(Materials provided begins)
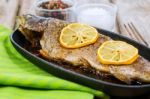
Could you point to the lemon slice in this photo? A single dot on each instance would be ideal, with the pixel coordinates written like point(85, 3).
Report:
point(117, 53)
point(77, 35)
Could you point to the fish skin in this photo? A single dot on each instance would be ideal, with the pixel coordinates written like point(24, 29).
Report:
point(85, 56)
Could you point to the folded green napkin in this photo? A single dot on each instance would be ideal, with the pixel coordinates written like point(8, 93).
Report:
point(17, 71)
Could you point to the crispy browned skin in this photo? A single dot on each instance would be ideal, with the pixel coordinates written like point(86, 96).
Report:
point(86, 56)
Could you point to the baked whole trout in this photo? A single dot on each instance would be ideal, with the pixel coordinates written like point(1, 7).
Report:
point(45, 33)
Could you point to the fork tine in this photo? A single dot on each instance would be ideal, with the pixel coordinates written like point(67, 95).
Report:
point(138, 34)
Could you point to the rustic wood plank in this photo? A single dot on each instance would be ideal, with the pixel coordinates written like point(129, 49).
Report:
point(26, 6)
point(8, 11)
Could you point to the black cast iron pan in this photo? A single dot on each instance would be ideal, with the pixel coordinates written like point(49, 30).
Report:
point(112, 89)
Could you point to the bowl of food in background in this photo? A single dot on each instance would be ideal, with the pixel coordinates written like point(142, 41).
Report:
point(60, 9)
(Materials provided ends)
In the lines above, find the word "each" and copy every line it occurs in.

Could you point to the lemon slice in this photo? A single dot on each instance would be ideal, with the pixel coordinates written like point(85, 3).
Could you point to the fish skin in this photo? A single dot on each instance would be ideal, with the pixel coordinates written like point(24, 29).
Could you point to the folded green napkin in this photo? A single dot on each instance would be ideal, with the pixel coordinates written like point(8, 93).
Could you point to the crispy browned skin in this photo? A single dot on each instance would be ideal, with the pixel coordinates written like point(86, 96).
Could you point to the baked whole trout in this photo? A single dot on each instance would be ideal, with the pixel coordinates written like point(1, 7).
Could you point to the fork tine in this photo? A single dot on each instance would be ideal, with the pixel coordinates written like point(67, 95).
Could you point to the rustic wood plank in this photo? A single dot on each instance would be ideal, with the pixel coordinates written like point(129, 49).
Could you point to the black cast iron pan in this photo? A single dot on each instance would be ideal, with the pixel coordinates written like point(49, 30).
Could you point to the bowl of food in background in this photo? A single dot on each instance would be ideal, with the pixel coordinates written like point(142, 41).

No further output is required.